------ Recorded data ------
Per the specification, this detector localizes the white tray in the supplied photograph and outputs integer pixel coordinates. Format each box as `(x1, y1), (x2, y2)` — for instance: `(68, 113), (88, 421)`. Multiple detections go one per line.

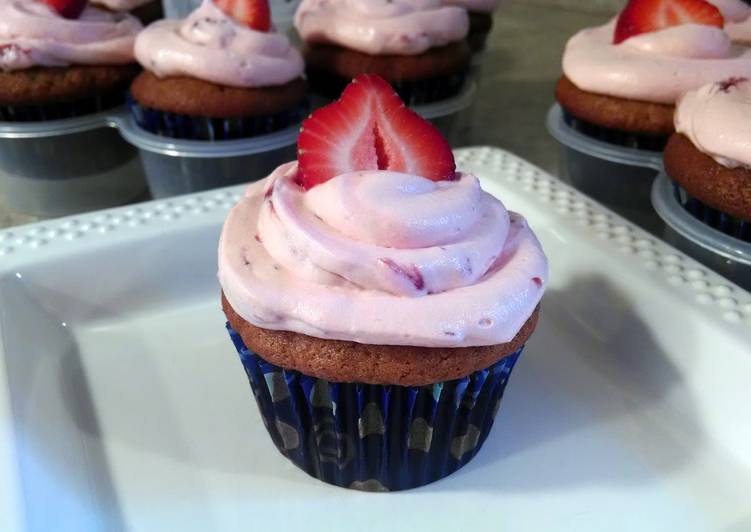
(0, 148), (751, 532)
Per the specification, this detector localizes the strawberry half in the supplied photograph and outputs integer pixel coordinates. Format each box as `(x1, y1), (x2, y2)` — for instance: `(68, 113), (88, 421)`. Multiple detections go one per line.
(613, 0), (725, 44)
(41, 0), (88, 18)
(297, 74), (456, 189)
(214, 0), (271, 31)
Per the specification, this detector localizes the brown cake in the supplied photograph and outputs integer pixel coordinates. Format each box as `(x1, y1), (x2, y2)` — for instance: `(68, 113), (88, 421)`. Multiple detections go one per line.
(130, 71), (305, 118)
(222, 295), (539, 386)
(664, 134), (751, 221)
(0, 64), (140, 106)
(555, 76), (675, 136)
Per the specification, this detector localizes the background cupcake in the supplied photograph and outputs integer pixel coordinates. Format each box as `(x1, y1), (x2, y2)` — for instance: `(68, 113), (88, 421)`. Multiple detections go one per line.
(294, 0), (471, 105)
(219, 75), (548, 491)
(91, 0), (164, 24)
(131, 0), (308, 140)
(0, 0), (141, 121)
(556, 0), (751, 149)
(443, 0), (500, 53)
(665, 78), (751, 242)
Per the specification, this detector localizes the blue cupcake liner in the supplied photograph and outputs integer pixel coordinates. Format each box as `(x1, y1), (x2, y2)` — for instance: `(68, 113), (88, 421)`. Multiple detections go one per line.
(306, 68), (469, 106)
(0, 91), (125, 122)
(227, 324), (522, 491)
(673, 181), (751, 242)
(563, 109), (670, 151)
(128, 95), (310, 141)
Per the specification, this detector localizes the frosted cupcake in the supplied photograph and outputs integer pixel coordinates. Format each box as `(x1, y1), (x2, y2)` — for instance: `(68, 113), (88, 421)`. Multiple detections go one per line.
(91, 0), (164, 24)
(219, 75), (548, 491)
(665, 78), (751, 242)
(131, 0), (308, 140)
(0, 0), (141, 121)
(556, 0), (751, 150)
(294, 0), (472, 105)
(443, 0), (500, 52)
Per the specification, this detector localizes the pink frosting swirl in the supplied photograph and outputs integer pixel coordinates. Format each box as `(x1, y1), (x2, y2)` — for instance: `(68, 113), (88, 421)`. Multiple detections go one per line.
(563, 21), (751, 103)
(219, 163), (548, 347)
(295, 0), (469, 55)
(91, 0), (152, 11)
(0, 0), (142, 71)
(135, 0), (304, 87)
(675, 79), (751, 168)
(443, 0), (501, 13)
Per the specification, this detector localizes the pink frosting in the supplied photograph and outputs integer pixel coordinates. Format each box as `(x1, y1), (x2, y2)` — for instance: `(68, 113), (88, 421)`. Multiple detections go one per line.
(0, 0), (142, 71)
(135, 0), (304, 87)
(91, 0), (152, 11)
(295, 0), (469, 55)
(219, 162), (548, 347)
(443, 0), (501, 13)
(675, 79), (751, 168)
(708, 0), (751, 22)
(563, 21), (751, 103)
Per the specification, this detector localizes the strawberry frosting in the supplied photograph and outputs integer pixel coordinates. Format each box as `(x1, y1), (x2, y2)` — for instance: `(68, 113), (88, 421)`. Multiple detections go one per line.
(563, 20), (751, 104)
(295, 0), (469, 55)
(135, 0), (304, 87)
(443, 0), (501, 13)
(675, 79), (751, 168)
(91, 0), (151, 11)
(0, 0), (142, 71)
(219, 162), (548, 347)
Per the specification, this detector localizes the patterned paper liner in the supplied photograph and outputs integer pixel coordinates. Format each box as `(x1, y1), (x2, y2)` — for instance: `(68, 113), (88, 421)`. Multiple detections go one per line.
(307, 69), (469, 105)
(562, 108), (670, 151)
(673, 181), (751, 242)
(128, 97), (310, 141)
(227, 324), (522, 491)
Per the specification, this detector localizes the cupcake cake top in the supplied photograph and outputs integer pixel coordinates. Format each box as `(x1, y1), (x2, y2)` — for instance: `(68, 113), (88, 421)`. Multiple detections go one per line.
(219, 74), (548, 347)
(563, 0), (751, 104)
(0, 0), (142, 71)
(295, 0), (469, 55)
(443, 0), (501, 13)
(135, 0), (304, 87)
(675, 78), (751, 168)
(91, 0), (153, 11)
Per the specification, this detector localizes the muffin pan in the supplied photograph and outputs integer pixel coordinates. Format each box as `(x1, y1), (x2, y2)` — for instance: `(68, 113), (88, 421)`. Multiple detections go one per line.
(0, 148), (751, 532)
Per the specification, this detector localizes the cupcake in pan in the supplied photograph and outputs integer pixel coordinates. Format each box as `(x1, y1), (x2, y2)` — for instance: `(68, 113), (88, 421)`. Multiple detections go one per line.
(131, 0), (309, 140)
(91, 0), (164, 24)
(443, 0), (500, 53)
(294, 0), (472, 105)
(556, 0), (751, 150)
(219, 75), (548, 491)
(0, 0), (142, 121)
(664, 78), (751, 242)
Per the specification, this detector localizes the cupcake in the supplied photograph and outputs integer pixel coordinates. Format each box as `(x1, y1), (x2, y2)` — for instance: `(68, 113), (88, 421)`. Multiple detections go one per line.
(294, 0), (472, 105)
(664, 78), (751, 242)
(131, 0), (308, 140)
(709, 0), (751, 44)
(0, 0), (141, 121)
(556, 0), (751, 150)
(91, 0), (164, 24)
(443, 0), (500, 53)
(219, 74), (548, 491)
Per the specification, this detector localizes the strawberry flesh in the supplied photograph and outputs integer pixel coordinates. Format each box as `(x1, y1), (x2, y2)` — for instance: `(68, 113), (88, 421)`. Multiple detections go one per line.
(297, 74), (456, 189)
(213, 0), (271, 32)
(613, 0), (725, 44)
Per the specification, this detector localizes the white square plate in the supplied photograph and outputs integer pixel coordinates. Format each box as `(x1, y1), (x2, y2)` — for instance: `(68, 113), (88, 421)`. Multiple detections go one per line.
(0, 148), (751, 532)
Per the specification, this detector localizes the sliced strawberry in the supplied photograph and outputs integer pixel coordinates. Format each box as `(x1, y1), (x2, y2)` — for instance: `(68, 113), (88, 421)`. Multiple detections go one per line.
(41, 0), (88, 18)
(297, 74), (456, 189)
(613, 0), (725, 44)
(214, 0), (271, 31)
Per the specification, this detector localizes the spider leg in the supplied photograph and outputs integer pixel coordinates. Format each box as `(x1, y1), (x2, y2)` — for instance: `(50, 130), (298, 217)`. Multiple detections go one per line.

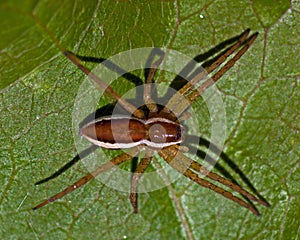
(171, 145), (270, 207)
(129, 157), (152, 213)
(188, 33), (258, 102)
(144, 54), (164, 112)
(179, 29), (250, 95)
(33, 153), (136, 210)
(159, 146), (260, 216)
(63, 52), (144, 118)
(167, 29), (258, 116)
(34, 145), (98, 185)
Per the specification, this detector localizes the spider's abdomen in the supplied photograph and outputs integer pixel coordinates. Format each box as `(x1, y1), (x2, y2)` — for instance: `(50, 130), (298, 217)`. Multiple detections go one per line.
(80, 116), (184, 149)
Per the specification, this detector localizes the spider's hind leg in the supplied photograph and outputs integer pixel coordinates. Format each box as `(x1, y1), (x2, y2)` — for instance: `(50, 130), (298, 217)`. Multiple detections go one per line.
(129, 157), (152, 213)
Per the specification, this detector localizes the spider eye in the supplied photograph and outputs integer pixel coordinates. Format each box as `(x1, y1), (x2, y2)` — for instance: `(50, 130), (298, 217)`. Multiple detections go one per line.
(149, 124), (167, 143)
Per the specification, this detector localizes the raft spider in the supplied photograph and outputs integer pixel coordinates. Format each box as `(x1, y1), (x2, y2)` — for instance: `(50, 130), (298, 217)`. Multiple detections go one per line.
(33, 29), (269, 215)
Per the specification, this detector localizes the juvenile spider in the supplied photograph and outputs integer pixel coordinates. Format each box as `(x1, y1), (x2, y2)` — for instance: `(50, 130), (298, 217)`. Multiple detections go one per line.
(33, 29), (269, 215)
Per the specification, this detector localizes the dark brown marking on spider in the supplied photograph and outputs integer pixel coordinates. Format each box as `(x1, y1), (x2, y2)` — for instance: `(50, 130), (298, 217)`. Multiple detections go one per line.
(80, 116), (184, 149)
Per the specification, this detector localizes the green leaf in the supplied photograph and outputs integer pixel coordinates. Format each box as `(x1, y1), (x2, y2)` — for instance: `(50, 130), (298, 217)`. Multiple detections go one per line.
(0, 0), (300, 239)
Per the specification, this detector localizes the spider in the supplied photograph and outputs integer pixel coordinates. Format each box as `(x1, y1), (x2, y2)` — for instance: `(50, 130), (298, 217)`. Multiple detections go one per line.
(33, 29), (270, 215)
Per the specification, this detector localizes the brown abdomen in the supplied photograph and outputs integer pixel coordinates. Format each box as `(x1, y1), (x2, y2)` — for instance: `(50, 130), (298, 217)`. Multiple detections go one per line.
(81, 118), (146, 144)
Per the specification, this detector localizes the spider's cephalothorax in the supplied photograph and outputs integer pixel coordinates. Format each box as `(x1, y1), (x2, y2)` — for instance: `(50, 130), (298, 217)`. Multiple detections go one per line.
(33, 30), (269, 215)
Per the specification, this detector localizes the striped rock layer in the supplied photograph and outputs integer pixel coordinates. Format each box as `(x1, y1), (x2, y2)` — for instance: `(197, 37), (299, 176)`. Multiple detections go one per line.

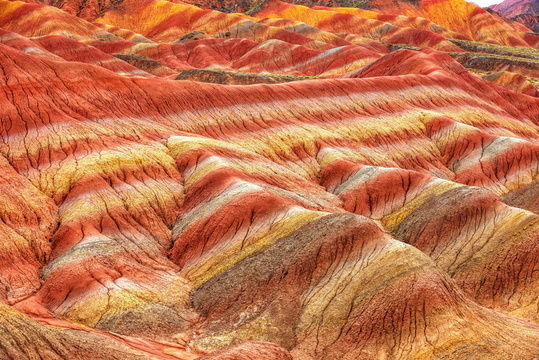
(0, 0), (539, 360)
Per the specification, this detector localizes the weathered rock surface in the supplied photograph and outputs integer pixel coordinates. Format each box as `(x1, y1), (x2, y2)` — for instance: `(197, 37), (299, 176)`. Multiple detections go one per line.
(0, 0), (539, 360)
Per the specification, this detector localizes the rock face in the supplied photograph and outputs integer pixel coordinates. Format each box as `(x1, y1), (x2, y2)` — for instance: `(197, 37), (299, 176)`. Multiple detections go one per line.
(0, 0), (539, 360)
(490, 0), (539, 18)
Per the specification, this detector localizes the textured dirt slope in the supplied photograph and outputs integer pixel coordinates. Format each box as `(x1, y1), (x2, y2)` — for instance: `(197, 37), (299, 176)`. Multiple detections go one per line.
(0, 1), (539, 360)
(4, 22), (539, 359)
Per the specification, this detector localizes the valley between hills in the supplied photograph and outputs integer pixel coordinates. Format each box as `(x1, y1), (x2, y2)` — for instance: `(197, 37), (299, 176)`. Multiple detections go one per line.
(0, 0), (539, 360)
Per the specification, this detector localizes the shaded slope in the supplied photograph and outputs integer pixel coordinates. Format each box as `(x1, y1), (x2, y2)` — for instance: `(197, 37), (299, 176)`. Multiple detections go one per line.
(0, 12), (539, 359)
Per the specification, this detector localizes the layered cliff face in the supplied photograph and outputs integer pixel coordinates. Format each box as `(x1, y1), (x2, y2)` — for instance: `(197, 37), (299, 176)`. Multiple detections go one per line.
(0, 1), (539, 360)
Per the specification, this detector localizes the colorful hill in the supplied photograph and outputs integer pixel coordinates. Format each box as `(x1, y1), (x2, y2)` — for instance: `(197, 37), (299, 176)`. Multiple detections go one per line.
(0, 0), (539, 360)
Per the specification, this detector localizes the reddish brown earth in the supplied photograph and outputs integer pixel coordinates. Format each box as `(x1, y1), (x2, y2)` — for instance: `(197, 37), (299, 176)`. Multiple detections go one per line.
(0, 0), (539, 360)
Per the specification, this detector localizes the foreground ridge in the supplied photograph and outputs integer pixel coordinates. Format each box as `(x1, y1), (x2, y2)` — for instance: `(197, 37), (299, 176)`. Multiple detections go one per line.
(0, 0), (539, 360)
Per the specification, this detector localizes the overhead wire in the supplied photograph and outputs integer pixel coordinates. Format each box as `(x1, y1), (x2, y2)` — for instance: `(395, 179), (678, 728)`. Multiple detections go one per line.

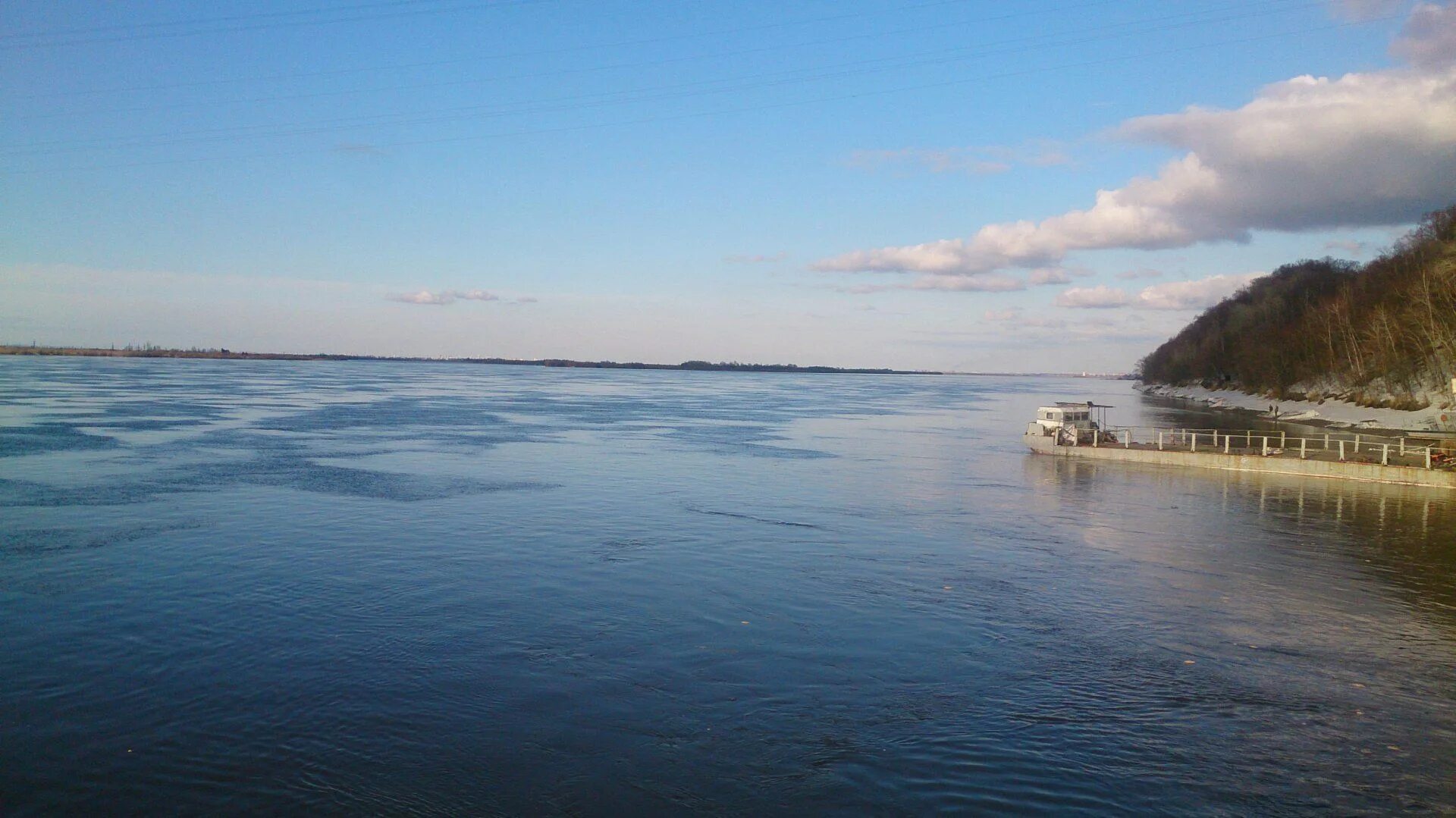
(19, 0), (990, 99)
(11, 0), (1135, 119)
(10, 14), (1401, 176)
(0, 0), (555, 51)
(0, 0), (1320, 155)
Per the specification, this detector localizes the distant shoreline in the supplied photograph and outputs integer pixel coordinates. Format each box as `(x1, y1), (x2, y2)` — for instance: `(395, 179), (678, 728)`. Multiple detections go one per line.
(0, 345), (945, 375)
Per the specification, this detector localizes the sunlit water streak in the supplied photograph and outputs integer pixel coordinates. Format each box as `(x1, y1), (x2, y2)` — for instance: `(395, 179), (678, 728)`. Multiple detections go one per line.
(0, 358), (1456, 813)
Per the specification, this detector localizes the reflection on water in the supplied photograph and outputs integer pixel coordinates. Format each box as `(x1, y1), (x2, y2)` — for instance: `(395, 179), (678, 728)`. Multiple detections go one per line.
(0, 359), (1456, 813)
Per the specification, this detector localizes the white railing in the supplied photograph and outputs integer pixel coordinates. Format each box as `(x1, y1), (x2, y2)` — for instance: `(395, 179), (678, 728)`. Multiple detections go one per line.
(1073, 427), (1456, 469)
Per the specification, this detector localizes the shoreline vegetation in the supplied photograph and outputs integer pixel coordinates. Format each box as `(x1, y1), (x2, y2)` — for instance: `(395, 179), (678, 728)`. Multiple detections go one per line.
(0, 343), (946, 375)
(1138, 205), (1456, 407)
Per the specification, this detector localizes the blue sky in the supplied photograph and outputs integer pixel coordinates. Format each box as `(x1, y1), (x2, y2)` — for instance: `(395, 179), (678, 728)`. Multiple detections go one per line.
(0, 0), (1456, 371)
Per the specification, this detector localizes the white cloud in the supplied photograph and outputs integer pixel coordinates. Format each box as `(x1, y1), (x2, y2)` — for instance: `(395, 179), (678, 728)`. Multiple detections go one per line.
(842, 275), (1027, 296)
(1116, 268), (1163, 281)
(1136, 272), (1264, 310)
(847, 139), (1072, 176)
(384, 290), (500, 307)
(1329, 0), (1405, 22)
(723, 253), (789, 264)
(1056, 272), (1264, 310)
(814, 6), (1456, 275)
(1325, 240), (1366, 256)
(1391, 3), (1456, 71)
(1027, 266), (1072, 287)
(1057, 284), (1133, 310)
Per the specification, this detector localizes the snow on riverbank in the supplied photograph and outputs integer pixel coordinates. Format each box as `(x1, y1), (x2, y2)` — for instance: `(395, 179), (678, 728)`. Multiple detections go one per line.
(1134, 384), (1456, 431)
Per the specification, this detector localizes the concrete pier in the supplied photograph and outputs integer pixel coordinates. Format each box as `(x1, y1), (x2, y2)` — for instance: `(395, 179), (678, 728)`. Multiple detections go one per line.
(1025, 432), (1456, 489)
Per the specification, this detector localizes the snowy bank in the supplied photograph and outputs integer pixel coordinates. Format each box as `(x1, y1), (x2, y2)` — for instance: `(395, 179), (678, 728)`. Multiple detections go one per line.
(1133, 383), (1456, 431)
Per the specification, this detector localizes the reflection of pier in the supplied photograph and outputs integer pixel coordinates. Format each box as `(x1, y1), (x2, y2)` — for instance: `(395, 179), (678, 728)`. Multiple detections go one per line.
(1024, 403), (1456, 489)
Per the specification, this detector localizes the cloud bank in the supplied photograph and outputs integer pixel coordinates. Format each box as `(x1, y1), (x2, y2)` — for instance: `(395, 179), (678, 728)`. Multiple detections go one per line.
(1056, 272), (1264, 310)
(384, 290), (515, 307)
(814, 5), (1456, 277)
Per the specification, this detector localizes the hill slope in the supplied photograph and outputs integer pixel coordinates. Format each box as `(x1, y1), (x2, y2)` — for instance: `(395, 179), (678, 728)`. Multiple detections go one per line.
(1140, 205), (1456, 409)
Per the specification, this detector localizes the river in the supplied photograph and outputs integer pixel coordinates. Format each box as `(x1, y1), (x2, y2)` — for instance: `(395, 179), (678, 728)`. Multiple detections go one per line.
(0, 358), (1456, 815)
------
**What the task requires**: Copy exactly the lines above, from the one containing "Per the specification, this detector localizes the snowy" through the very last line.

**Answer for the task**:
Per the specification, this detector localizes the snowy bank in the supplied photograph and outputs integer pixel coordinates. Format each box as `(x1, y1), (x2, y2)` — for instance: `(395, 179), (678, 728)`. Multiple detections go one per line.
(1133, 383), (1456, 431)
Per the specification, this detector localizes the reflection of pier in the supplied photograph and outputs integer pixel coordinates. Format each box as `(x1, y1), (x2, y2)` — for instance: `(395, 179), (678, 728)`. Multiple detections go one per line.
(1024, 403), (1456, 489)
Per the specification, this detector localizes the cloud bank in the supplied photograph and outputs integer pixel coordinates. Format each box as `(x1, y1), (x2, y2)` — for instance: `(395, 179), (678, 728)`. Multiple detections go one per line.
(1056, 272), (1264, 310)
(384, 290), (515, 307)
(814, 5), (1456, 277)
Per the specification, this detector localizes the hill slope in the supplied photograph and outputs integer pixel coordinates. Format each box as `(x1, y1), (x2, y2)` — for instance: `(395, 179), (678, 728)`. Multiple detections go one per line.
(1140, 205), (1456, 409)
Per the specification, this detector localizes the river in the supplied photograph and outputs integer pixel coordinates. Format each box as `(x1, y1), (x2, y2)` — for instance: `(395, 179), (678, 728)`. Multiple detections go one per line.
(0, 358), (1456, 815)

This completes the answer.